# Raw data
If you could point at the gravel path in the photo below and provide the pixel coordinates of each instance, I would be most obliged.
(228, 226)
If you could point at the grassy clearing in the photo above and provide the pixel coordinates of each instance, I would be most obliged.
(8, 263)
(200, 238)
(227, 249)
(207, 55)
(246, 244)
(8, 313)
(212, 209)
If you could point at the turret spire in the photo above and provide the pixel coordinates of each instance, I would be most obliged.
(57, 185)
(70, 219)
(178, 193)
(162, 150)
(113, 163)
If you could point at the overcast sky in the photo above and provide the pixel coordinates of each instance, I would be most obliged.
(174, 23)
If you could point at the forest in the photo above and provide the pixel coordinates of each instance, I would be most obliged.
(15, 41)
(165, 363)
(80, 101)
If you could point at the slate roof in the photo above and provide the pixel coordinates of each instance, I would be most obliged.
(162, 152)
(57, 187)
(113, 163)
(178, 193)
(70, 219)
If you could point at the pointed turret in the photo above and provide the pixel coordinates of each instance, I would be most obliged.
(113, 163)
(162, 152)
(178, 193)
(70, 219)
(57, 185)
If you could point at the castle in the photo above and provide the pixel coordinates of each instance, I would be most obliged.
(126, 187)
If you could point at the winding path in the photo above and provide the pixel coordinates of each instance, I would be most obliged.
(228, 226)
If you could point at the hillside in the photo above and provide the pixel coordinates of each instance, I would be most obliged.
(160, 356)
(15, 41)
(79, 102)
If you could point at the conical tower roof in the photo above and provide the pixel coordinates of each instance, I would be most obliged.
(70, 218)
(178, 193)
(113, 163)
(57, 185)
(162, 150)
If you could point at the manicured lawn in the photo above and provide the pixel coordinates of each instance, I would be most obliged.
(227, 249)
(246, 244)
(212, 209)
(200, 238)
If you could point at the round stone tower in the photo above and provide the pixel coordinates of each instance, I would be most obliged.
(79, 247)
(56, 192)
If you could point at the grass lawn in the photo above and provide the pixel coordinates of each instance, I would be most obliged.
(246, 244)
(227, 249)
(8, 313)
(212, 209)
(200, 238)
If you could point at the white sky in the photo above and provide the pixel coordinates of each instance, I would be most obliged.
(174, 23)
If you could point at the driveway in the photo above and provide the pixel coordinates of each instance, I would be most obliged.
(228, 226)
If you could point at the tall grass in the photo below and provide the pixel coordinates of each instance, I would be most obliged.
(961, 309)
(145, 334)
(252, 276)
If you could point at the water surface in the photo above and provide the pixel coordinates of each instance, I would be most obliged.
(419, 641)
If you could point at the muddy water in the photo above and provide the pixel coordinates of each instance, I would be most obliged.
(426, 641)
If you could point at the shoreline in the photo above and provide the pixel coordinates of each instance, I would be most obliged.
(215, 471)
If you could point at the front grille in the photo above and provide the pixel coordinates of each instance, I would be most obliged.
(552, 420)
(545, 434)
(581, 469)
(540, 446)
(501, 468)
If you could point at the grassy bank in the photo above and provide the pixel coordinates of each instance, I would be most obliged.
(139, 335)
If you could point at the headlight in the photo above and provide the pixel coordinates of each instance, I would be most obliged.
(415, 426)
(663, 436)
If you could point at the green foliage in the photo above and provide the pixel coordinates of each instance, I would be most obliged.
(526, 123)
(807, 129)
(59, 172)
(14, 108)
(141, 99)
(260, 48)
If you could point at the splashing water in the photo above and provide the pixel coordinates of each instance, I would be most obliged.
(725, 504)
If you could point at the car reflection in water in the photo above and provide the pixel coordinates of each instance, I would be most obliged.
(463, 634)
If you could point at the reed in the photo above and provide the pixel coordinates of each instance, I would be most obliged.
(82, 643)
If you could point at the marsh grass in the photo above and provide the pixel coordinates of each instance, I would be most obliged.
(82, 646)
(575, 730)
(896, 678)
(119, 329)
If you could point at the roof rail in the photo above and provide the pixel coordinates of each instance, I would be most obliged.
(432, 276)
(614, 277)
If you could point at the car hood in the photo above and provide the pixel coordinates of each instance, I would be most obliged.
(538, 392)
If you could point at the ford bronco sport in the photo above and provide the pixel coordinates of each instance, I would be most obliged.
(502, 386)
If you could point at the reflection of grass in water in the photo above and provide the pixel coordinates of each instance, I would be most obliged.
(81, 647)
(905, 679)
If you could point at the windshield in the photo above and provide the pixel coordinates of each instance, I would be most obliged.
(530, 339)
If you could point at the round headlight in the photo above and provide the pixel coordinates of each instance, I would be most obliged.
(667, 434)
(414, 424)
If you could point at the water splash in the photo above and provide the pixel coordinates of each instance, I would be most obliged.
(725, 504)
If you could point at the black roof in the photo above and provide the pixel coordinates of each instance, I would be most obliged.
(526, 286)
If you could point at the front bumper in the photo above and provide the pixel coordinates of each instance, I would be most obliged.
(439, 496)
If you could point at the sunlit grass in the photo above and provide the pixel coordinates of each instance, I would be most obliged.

# Task to carry out
Output the records exactly, including every line.

# Exercise answer
If you could point at the gravel path in the photo below and provide the pixel coordinates of each instance, I would be most obliged.
(228, 226)
If you could point at the grassy clearing in the photo above and provide the pixel coordinates of each instance, I would be most obliged.
(8, 263)
(200, 238)
(227, 249)
(207, 55)
(246, 244)
(8, 313)
(212, 209)
If you could point at the turret spire in the photo above and provide the pixel coordinates of each instance, I would be most obliged.
(57, 185)
(70, 219)
(178, 193)
(162, 150)
(113, 163)
If you could point at the overcast sky in the photo above and provide the pixel coordinates of each instance, I would be most obliged.
(174, 23)
If you could point at the forest in the photo above and provide the pixel coordinates of each instance, I would be most obliged.
(15, 41)
(165, 363)
(80, 101)
If you could point at the slate roof in the photo above and provide the pixel coordinates of each instance, I would be most obliged.
(162, 152)
(57, 187)
(113, 163)
(178, 193)
(70, 219)
If you could point at the pointed turret in the photo above and provide the pixel coordinates of each instance, I would be most obliged.
(113, 163)
(162, 152)
(178, 193)
(70, 219)
(57, 185)
If you could point at the castle in the photo above and provide the pixel coordinates of each instance, I would be most obliged.
(126, 187)
If you could point at the winding path in the photo above and provide the pixel coordinates of each instance, I would be most obliged.
(228, 226)
If you could point at the hillside in the photo above and provide the pixel coordinates of each instance, I would be most obliged.
(160, 356)
(15, 41)
(79, 102)
If you could point at the conical tower roof in the photo above and provide the pixel coordinates of each instance, I would be most obliged.
(70, 218)
(178, 193)
(113, 163)
(57, 185)
(162, 150)
If you could point at the manicured lawn in the photo above and provide the pixel coordinates of each instance, I would be most obliged.
(227, 249)
(246, 244)
(212, 209)
(200, 238)
If you could point at the round stone tower in the photo above and provide the pixel coordinates of each instance, I would be most obliged.
(79, 247)
(56, 192)
If you could point at the grass lawn in the photo above and provide the pixel coordinates of each instance, I would be most obliged.
(246, 244)
(227, 249)
(8, 313)
(212, 209)
(200, 238)
If you could point at the white sky in the photo above and provide the pixel coordinates of each instance, I would be most obliged.
(174, 23)
If you could point at the driveway in the photo above and provide the pixel coordinates of each instance, I would be most obliged.
(228, 226)
If you could point at the tall grass in the photo below and provide the pixel coordinates of each instance, I would be most obliged.
(961, 309)
(145, 334)
(252, 276)
If you could point at the water surface in the photo above and provide the pixel coordinates of each instance, I would be most obliged.
(419, 641)
If you could point at the muddy water in the photo above and provide the pixel coordinates of each instance, I would be most obliged.
(426, 641)
If you could point at the shoreline in the photo above and provide the pixel coordinates of each instance, I would be most obliged.
(215, 471)
If you could point at the front grille in the photo above and provide the pixel coordinates of each instance, I would be most obliged.
(552, 420)
(545, 434)
(581, 469)
(540, 446)
(501, 468)
If you could point at the grassy bank in the photo above and provide the pixel coordinates of each instance, I would be most obliged.
(139, 335)
If you could point at the headlight in the photo above and provide the pixel coordinates of each instance, I would be most obliged.
(415, 426)
(663, 436)
If you could point at the green foliage in the photo above and provide the pixel coordinates of each instance, I would be most obliged.
(526, 123)
(807, 129)
(59, 172)
(14, 108)
(141, 99)
(260, 48)
If you could point at the splashing water in the photo above and provide the pixel coordinates of each instance, I would be most obliged.
(725, 504)
If you could point at the car reflection in water in the photo above and provide the pixel coordinates of each instance, I would be most obliged.
(463, 634)
If you could point at the reed in the photo above and provide the pixel coordinates of each instance, I would be most obliged.
(82, 643)
If you could point at the marsh grass in the photo above and provide the pixel coordinates of each instance, I would be most obliged.
(82, 646)
(575, 730)
(896, 678)
(119, 329)
If you could point at the roof rail in the photo above and provide the pixel coordinates of each instance, I would be most obliged.
(432, 276)
(614, 277)
If you could point at the car hood in the photo above and provide the pixel coordinates of each instance, I would be most obliged.
(538, 392)
If you could point at the ford bronco sport in the photo above and provide the pixel coordinates of each instance, I would be most obliged.
(502, 386)
If you could point at the reflection of grass in water in the photo above and provide the pixel coordinates of each instance, I would be most obliged.
(81, 647)
(905, 679)
If you could point at the windshield in the photo above and provide the pixel coordinates of each instance, I would be most obliged.
(530, 339)
If you could point at the round headlight in the photo above and provide the pixel coordinates of each instance, I would be most obliged.
(667, 434)
(414, 424)
If you could point at the water splash in the photo above and provide the pixel coordinates of each instance, I would be most obliged.
(725, 504)
If you could point at the black roof in the photo above and provide the pixel coordinates of each instance, I would be most obliged.
(526, 286)
If you could point at the front bumper in the photo above and provide the pixel coordinates of each instance, I would be most obliged.
(439, 496)
If you could point at the sunlit grass in the photo above and provide the pixel coordinates of each instance, I would be most obliged.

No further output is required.